What is expected: Set down, without alteration, the lines from the one that contains "the distant white" through the final line of the material below.

Data entries:
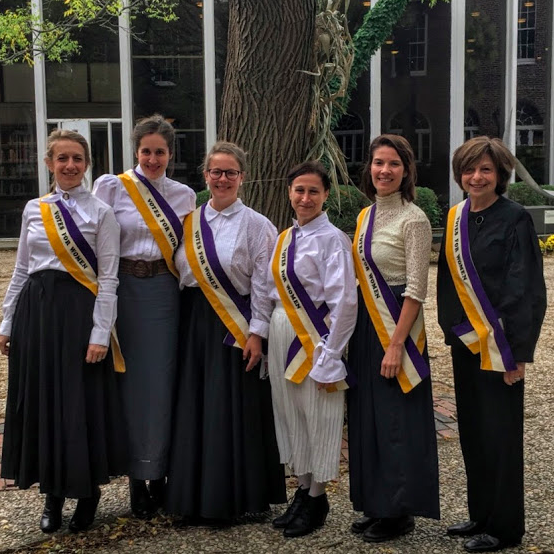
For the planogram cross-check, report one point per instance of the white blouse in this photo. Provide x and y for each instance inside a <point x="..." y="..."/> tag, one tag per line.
<point x="137" y="242"/>
<point x="243" y="241"/>
<point x="323" y="263"/>
<point x="97" y="223"/>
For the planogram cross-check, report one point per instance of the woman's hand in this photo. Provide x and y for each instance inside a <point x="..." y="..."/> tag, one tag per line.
<point x="511" y="377"/>
<point x="4" y="344"/>
<point x="96" y="353"/>
<point x="252" y="351"/>
<point x="392" y="361"/>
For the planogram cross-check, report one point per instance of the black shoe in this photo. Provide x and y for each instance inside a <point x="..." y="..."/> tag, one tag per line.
<point x="488" y="543"/>
<point x="141" y="503"/>
<point x="299" y="498"/>
<point x="311" y="516"/>
<point x="156" y="488"/>
<point x="84" y="513"/>
<point x="465" y="529"/>
<point x="51" y="519"/>
<point x="362" y="523"/>
<point x="388" y="528"/>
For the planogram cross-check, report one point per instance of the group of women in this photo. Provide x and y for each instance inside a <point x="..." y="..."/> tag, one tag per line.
<point x="185" y="402"/>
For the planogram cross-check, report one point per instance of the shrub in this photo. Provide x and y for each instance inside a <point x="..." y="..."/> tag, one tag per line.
<point x="427" y="200"/>
<point x="352" y="202"/>
<point x="523" y="194"/>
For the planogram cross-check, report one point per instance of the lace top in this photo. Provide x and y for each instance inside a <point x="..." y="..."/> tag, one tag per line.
<point x="401" y="244"/>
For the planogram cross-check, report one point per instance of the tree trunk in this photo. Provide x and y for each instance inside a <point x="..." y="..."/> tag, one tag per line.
<point x="267" y="99"/>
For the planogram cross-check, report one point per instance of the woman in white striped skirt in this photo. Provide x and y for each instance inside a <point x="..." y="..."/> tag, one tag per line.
<point x="311" y="280"/>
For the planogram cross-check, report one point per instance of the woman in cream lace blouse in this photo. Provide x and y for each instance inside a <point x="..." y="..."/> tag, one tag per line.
<point x="393" y="451"/>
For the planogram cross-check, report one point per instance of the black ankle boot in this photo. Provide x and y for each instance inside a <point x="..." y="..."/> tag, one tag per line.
<point x="299" y="498"/>
<point x="51" y="519"/>
<point x="312" y="515"/>
<point x="156" y="488"/>
<point x="84" y="513"/>
<point x="141" y="503"/>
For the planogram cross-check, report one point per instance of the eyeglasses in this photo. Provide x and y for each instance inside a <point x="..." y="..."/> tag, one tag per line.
<point x="231" y="174"/>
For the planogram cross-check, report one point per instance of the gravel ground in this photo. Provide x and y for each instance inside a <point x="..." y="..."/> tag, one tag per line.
<point x="114" y="531"/>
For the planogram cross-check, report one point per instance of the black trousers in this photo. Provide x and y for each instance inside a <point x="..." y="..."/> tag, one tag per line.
<point x="490" y="420"/>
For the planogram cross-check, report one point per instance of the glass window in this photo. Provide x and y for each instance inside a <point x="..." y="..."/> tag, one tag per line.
<point x="417" y="56"/>
<point x="526" y="27"/>
<point x="533" y="88"/>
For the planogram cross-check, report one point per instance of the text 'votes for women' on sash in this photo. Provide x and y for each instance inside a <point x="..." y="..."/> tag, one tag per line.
<point x="483" y="332"/>
<point x="76" y="255"/>
<point x="383" y="308"/>
<point x="232" y="308"/>
<point x="308" y="321"/>
<point x="163" y="222"/>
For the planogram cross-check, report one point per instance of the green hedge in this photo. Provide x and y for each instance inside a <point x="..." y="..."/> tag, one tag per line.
<point x="352" y="202"/>
<point x="427" y="200"/>
<point x="526" y="196"/>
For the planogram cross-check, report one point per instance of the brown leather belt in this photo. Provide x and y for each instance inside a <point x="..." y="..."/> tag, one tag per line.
<point x="142" y="268"/>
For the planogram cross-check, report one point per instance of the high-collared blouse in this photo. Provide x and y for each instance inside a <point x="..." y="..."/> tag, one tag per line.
<point x="243" y="240"/>
<point x="97" y="223"/>
<point x="323" y="263"/>
<point x="401" y="244"/>
<point x="137" y="242"/>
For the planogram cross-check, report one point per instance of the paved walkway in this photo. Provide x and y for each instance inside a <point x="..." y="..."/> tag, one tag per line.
<point x="445" y="424"/>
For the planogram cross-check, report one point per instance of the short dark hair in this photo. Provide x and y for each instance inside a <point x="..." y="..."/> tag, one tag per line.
<point x="474" y="149"/>
<point x="310" y="168"/>
<point x="154" y="125"/>
<point x="406" y="154"/>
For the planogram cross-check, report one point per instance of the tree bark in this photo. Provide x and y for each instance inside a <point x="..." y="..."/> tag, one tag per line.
<point x="267" y="99"/>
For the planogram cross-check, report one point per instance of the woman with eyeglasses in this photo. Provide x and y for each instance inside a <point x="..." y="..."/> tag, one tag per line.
<point x="224" y="460"/>
<point x="150" y="208"/>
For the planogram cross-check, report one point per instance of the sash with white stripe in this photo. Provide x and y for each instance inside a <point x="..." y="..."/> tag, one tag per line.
<point x="483" y="332"/>
<point x="309" y="322"/>
<point x="384" y="310"/>
<point x="232" y="308"/>
<point x="76" y="255"/>
<point x="163" y="222"/>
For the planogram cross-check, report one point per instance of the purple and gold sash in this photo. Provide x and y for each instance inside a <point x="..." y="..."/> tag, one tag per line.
<point x="163" y="222"/>
<point x="76" y="255"/>
<point x="309" y="322"/>
<point x="483" y="332"/>
<point x="232" y="308"/>
<point x="383" y="308"/>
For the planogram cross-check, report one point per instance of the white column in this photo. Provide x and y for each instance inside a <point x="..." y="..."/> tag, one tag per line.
<point x="510" y="97"/>
<point x="126" y="85"/>
<point x="40" y="109"/>
<point x="457" y="88"/>
<point x="209" y="73"/>
<point x="551" y="110"/>
<point x="375" y="93"/>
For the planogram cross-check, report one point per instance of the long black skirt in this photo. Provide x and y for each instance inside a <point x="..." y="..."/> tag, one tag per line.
<point x="392" y="440"/>
<point x="147" y="324"/>
<point x="224" y="460"/>
<point x="64" y="428"/>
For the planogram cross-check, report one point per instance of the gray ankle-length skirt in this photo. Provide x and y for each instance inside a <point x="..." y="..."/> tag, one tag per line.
<point x="147" y="322"/>
<point x="224" y="460"/>
<point x="64" y="428"/>
<point x="391" y="435"/>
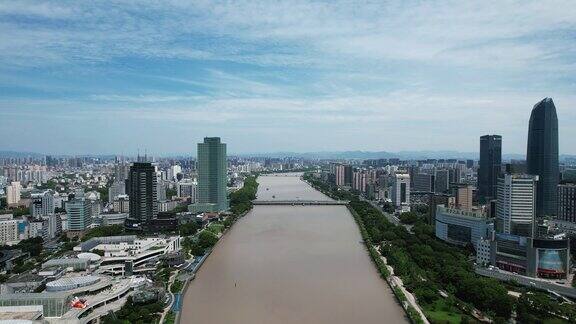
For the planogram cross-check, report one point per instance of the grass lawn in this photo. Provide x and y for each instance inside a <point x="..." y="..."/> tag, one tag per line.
<point x="215" y="228"/>
<point x="439" y="312"/>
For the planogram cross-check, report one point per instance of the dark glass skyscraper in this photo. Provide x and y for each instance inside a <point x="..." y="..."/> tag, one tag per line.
<point x="490" y="165"/>
<point x="542" y="155"/>
<point x="141" y="188"/>
<point x="212" y="175"/>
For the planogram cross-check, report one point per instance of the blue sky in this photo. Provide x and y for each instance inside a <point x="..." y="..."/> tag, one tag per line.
<point x="82" y="77"/>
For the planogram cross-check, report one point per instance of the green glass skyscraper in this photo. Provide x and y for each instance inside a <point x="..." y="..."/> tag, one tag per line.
<point x="212" y="176"/>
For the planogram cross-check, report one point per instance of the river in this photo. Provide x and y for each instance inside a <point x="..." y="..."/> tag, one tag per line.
<point x="290" y="264"/>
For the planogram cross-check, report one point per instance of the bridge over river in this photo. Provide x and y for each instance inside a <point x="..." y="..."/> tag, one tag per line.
<point x="301" y="202"/>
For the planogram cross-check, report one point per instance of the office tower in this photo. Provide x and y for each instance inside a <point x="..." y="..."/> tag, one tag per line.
<point x="79" y="212"/>
<point x="435" y="200"/>
<point x="542" y="155"/>
<point x="42" y="203"/>
<point x="9" y="230"/>
<point x="160" y="189"/>
<point x="464" y="197"/>
<point x="116" y="189"/>
<point x="141" y="189"/>
<point x="490" y="165"/>
<point x="13" y="193"/>
<point x="121" y="204"/>
<point x="567" y="202"/>
<point x="516" y="204"/>
<point x="424" y="182"/>
<point x="348" y="175"/>
<point x="175" y="171"/>
<point x="187" y="189"/>
<point x="339" y="175"/>
<point x="51" y="227"/>
<point x="455" y="175"/>
<point x="400" y="191"/>
<point x="359" y="180"/>
<point x="441" y="181"/>
<point x="212" y="175"/>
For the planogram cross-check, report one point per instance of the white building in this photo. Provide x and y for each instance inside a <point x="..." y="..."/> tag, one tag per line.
<point x="126" y="255"/>
<point x="515" y="206"/>
<point x="116" y="189"/>
<point x="175" y="170"/>
<point x="51" y="227"/>
<point x="400" y="191"/>
<point x="187" y="189"/>
<point x="9" y="233"/>
<point x="483" y="252"/>
<point x="13" y="193"/>
<point x="121" y="204"/>
<point x="42" y="203"/>
<point x="458" y="226"/>
<point x="79" y="213"/>
<point x="167" y="205"/>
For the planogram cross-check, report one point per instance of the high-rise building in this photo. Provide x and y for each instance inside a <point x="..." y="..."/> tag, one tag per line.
<point x="42" y="203"/>
<point x="441" y="181"/>
<point x="400" y="191"/>
<point x="464" y="197"/>
<point x="116" y="189"/>
<point x="212" y="176"/>
<point x="339" y="175"/>
<point x="567" y="202"/>
<point x="141" y="189"/>
<point x="79" y="211"/>
<point x="348" y="175"/>
<point x="13" y="193"/>
<point x="187" y="189"/>
<point x="160" y="189"/>
<point x="51" y="227"/>
<point x="516" y="204"/>
<point x="490" y="165"/>
<point x="542" y="155"/>
<point x="424" y="182"/>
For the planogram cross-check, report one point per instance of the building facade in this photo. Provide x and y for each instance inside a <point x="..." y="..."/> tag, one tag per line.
<point x="490" y="165"/>
<point x="566" y="203"/>
<point x="42" y="203"/>
<point x="461" y="227"/>
<point x="542" y="155"/>
<point x="400" y="191"/>
<point x="13" y="193"/>
<point x="79" y="212"/>
<point x="141" y="189"/>
<point x="212" y="175"/>
<point x="515" y="207"/>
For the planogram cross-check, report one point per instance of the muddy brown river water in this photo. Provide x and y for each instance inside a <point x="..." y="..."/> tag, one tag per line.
<point x="290" y="264"/>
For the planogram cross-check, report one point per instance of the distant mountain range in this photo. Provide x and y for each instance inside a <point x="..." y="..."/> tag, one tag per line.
<point x="366" y="155"/>
<point x="336" y="155"/>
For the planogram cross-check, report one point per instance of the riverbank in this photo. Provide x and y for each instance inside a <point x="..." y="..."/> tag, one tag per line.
<point x="439" y="275"/>
<point x="404" y="298"/>
<point x="240" y="203"/>
<point x="291" y="264"/>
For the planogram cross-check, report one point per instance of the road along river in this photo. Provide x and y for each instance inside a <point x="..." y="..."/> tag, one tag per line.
<point x="290" y="264"/>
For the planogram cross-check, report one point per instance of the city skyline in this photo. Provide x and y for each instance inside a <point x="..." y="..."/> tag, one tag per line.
<point x="351" y="76"/>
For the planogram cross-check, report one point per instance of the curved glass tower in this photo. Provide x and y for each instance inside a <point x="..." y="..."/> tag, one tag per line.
<point x="542" y="155"/>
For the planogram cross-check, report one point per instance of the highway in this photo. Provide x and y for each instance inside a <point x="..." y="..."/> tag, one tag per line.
<point x="528" y="282"/>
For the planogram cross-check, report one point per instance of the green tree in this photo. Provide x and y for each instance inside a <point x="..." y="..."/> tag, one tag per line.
<point x="207" y="239"/>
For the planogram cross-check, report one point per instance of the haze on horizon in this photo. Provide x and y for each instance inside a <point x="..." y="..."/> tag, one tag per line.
<point x="301" y="76"/>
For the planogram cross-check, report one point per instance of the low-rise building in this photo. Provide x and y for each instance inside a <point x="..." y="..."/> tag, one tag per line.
<point x="461" y="227"/>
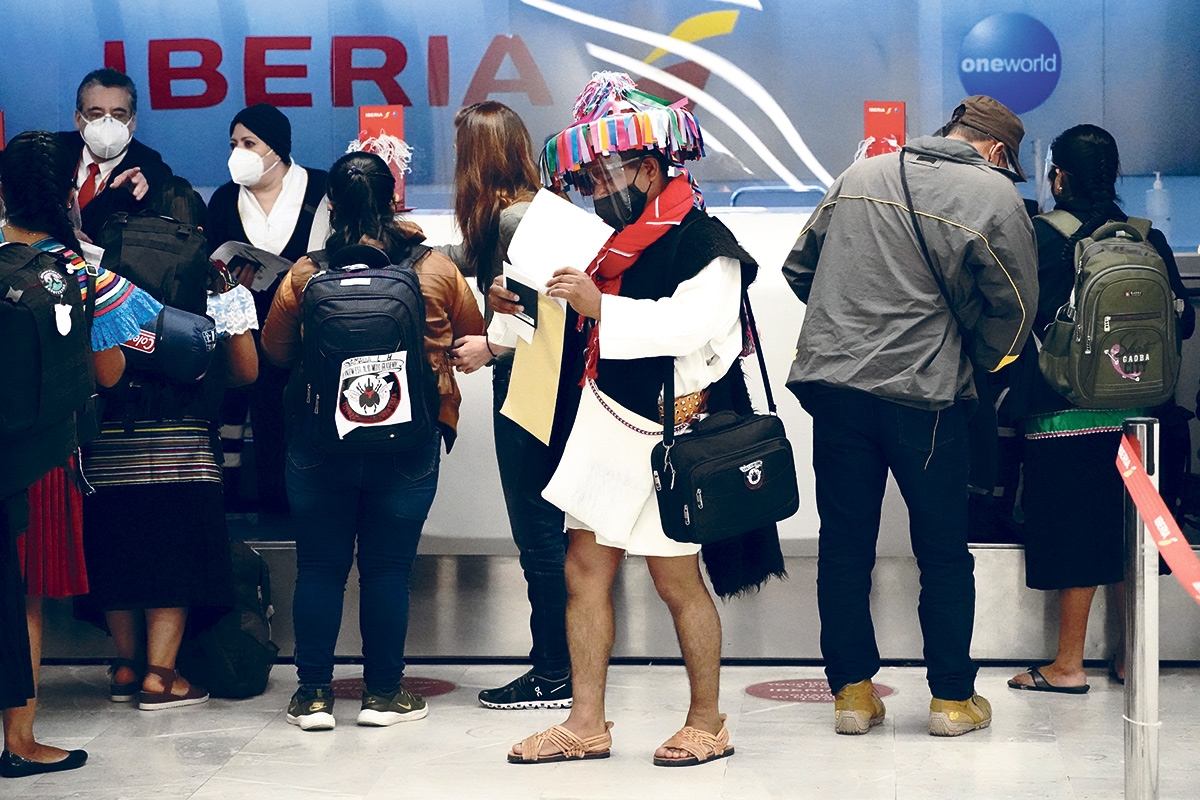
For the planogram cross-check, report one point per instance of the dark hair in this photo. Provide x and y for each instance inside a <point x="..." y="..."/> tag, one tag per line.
<point x="360" y="194"/>
<point x="1089" y="155"/>
<point x="177" y="199"/>
<point x="493" y="168"/>
<point x="37" y="175"/>
<point x="107" y="78"/>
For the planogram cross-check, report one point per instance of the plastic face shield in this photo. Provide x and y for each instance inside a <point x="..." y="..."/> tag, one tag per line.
<point x="606" y="176"/>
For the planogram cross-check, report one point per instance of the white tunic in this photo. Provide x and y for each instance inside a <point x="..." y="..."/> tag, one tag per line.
<point x="271" y="232"/>
<point x="604" y="481"/>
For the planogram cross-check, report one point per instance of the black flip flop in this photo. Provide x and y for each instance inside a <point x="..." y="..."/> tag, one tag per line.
<point x="1042" y="685"/>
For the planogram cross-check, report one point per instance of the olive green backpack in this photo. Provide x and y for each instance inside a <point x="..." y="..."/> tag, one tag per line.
<point x="1115" y="343"/>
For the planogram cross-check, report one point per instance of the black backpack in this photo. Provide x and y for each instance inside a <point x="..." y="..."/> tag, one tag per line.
<point x="367" y="385"/>
<point x="168" y="259"/>
<point x="234" y="656"/>
<point x="47" y="374"/>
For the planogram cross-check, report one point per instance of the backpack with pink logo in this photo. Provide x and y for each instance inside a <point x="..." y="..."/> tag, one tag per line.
<point x="1116" y="341"/>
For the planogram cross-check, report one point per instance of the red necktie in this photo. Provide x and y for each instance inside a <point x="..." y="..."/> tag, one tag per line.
<point x="88" y="190"/>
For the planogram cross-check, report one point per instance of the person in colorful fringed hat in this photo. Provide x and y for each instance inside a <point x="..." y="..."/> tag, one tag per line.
<point x="665" y="286"/>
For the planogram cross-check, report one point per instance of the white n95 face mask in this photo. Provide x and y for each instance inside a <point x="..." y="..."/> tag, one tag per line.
<point x="246" y="167"/>
<point x="106" y="137"/>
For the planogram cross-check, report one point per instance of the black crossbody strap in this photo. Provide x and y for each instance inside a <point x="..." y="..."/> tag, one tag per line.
<point x="745" y="317"/>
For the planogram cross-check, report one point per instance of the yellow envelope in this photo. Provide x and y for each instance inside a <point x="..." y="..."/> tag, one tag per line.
<point x="533" y="391"/>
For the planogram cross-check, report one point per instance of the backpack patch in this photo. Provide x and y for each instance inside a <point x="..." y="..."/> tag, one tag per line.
<point x="367" y="384"/>
<point x="373" y="392"/>
<point x="1116" y="342"/>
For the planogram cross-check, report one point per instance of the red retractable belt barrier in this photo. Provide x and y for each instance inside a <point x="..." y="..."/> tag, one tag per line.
<point x="1171" y="543"/>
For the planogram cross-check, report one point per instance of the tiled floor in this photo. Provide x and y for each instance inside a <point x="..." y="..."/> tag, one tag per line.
<point x="1039" y="746"/>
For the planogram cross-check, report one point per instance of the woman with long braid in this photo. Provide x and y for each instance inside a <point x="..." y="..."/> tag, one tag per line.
<point x="37" y="179"/>
<point x="496" y="178"/>
<point x="1069" y="451"/>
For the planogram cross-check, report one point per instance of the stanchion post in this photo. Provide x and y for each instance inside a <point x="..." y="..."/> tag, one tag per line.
<point x="1141" y="631"/>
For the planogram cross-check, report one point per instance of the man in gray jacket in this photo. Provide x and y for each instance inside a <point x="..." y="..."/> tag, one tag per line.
<point x="906" y="298"/>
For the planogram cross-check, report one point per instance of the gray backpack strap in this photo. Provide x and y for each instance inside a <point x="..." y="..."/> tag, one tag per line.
<point x="1065" y="222"/>
<point x="1140" y="226"/>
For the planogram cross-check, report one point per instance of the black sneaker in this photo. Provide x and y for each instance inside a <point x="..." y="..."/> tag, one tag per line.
<point x="312" y="709"/>
<point x="529" y="691"/>
<point x="401" y="705"/>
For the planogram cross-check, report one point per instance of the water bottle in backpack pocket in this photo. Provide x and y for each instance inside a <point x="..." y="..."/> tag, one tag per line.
<point x="1116" y="342"/>
<point x="367" y="385"/>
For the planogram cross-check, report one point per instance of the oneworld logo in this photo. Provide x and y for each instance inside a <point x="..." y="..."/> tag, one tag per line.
<point x="1013" y="58"/>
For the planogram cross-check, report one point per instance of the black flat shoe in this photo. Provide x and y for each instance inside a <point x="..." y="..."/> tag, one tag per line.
<point x="12" y="765"/>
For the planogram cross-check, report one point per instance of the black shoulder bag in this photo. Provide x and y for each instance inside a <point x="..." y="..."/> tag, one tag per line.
<point x="731" y="474"/>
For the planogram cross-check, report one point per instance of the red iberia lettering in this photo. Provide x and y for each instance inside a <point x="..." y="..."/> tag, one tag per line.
<point x="162" y="73"/>
<point x="257" y="70"/>
<point x="528" y="80"/>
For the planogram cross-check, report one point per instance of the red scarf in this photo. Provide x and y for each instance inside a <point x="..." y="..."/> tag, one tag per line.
<point x="624" y="247"/>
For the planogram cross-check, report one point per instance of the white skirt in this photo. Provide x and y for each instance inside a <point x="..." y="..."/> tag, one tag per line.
<point x="604" y="482"/>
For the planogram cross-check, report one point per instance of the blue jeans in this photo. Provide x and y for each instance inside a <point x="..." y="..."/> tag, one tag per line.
<point x="856" y="439"/>
<point x="537" y="529"/>
<point x="378" y="501"/>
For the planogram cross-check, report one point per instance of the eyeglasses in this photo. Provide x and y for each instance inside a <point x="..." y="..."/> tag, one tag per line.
<point x="119" y="114"/>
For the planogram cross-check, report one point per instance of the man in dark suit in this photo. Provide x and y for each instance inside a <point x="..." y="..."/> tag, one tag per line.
<point x="114" y="172"/>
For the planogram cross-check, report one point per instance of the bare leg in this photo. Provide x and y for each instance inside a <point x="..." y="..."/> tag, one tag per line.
<point x="1117" y="593"/>
<point x="699" y="627"/>
<point x="127" y="630"/>
<point x="589" y="569"/>
<point x="165" y="631"/>
<point x="18" y="723"/>
<point x="1068" y="665"/>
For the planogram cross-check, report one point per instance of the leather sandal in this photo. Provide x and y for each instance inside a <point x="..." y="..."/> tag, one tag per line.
<point x="702" y="745"/>
<point x="124" y="692"/>
<point x="165" y="699"/>
<point x="570" y="746"/>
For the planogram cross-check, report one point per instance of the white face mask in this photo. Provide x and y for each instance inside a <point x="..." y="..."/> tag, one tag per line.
<point x="246" y="167"/>
<point x="106" y="137"/>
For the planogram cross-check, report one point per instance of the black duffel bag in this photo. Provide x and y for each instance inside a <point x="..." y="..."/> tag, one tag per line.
<point x="730" y="474"/>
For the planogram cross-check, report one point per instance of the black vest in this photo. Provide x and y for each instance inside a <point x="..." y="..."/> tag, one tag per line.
<point x="226" y="222"/>
<point x="678" y="256"/>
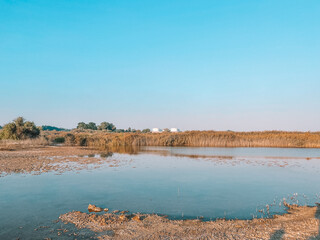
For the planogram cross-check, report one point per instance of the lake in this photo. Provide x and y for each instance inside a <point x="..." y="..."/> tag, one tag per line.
<point x="181" y="182"/>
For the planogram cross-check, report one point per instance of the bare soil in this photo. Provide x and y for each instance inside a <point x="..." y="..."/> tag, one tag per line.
<point x="298" y="223"/>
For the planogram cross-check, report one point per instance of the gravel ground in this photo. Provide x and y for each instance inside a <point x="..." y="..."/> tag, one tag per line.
<point x="298" y="223"/>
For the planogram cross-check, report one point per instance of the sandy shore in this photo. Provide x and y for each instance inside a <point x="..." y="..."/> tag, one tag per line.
<point x="298" y="223"/>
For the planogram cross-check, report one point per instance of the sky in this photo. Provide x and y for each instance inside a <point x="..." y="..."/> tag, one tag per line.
<point x="208" y="64"/>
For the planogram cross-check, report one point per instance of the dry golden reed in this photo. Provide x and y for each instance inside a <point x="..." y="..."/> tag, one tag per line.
<point x="100" y="139"/>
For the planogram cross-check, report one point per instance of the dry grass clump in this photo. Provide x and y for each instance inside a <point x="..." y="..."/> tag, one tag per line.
<point x="100" y="139"/>
<point x="22" y="144"/>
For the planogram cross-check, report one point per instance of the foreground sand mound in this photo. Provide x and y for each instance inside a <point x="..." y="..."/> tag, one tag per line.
<point x="298" y="223"/>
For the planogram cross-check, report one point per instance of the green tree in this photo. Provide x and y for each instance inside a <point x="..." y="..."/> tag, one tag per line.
<point x="92" y="126"/>
<point x="82" y="125"/>
<point x="146" y="130"/>
<point x="107" y="126"/>
<point x="19" y="129"/>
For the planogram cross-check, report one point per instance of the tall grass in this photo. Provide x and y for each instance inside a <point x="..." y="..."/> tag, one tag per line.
<point x="99" y="139"/>
<point x="21" y="144"/>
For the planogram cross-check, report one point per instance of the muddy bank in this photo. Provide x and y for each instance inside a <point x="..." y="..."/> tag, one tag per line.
<point x="51" y="158"/>
<point x="298" y="223"/>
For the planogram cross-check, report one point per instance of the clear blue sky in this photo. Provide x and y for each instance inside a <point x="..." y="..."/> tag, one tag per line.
<point x="205" y="64"/>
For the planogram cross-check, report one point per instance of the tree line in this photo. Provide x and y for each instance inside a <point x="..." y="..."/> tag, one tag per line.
<point x="20" y="129"/>
<point x="106" y="126"/>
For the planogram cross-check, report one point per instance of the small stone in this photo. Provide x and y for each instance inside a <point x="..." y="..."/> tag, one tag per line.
<point x="94" y="208"/>
<point x="122" y="217"/>
<point x="136" y="218"/>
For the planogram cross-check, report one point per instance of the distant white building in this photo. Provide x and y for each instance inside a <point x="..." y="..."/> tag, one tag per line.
<point x="175" y="130"/>
<point x="156" y="130"/>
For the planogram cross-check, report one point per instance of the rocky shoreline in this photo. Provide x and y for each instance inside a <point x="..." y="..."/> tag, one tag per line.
<point x="300" y="222"/>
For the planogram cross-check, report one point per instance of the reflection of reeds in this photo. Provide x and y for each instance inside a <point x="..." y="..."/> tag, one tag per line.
<point x="101" y="139"/>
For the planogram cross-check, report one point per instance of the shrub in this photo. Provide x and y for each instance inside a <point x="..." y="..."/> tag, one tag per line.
<point x="60" y="140"/>
<point x="19" y="129"/>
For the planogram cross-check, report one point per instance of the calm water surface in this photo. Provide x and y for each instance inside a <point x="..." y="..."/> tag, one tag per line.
<point x="180" y="182"/>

Complete output:
For the planogram cross-check, report one point per instance of the distant white building in this photo. Provide x and y for each instance inside a <point x="..." y="..."/> tag, one tag per line.
<point x="175" y="130"/>
<point x="156" y="130"/>
For the planogram cross-check, report one point per instance of the rocky shoreline in this photo. Provide x and y for each instance inside a <point x="..." y="..."/> tag, one tag per line.
<point x="300" y="222"/>
For the planogram cross-check, report one point per instance of the reflection of reeds in this photo. Provide x and y for each instance inside a <point x="..." y="..."/> tag, one tag per line.
<point x="101" y="139"/>
For the planogram cross-check, report one point per instance of the shrub in this photo. Provide x and y for each instance inside a <point x="..." y="..."/> tag, one tag per line.
<point x="60" y="140"/>
<point x="19" y="129"/>
For the planogram cross-check, report one point per instance of the calm water surface in this photo. Provide x and y for each instance inside a <point x="..." y="..."/> tag, one tag per line.
<point x="180" y="182"/>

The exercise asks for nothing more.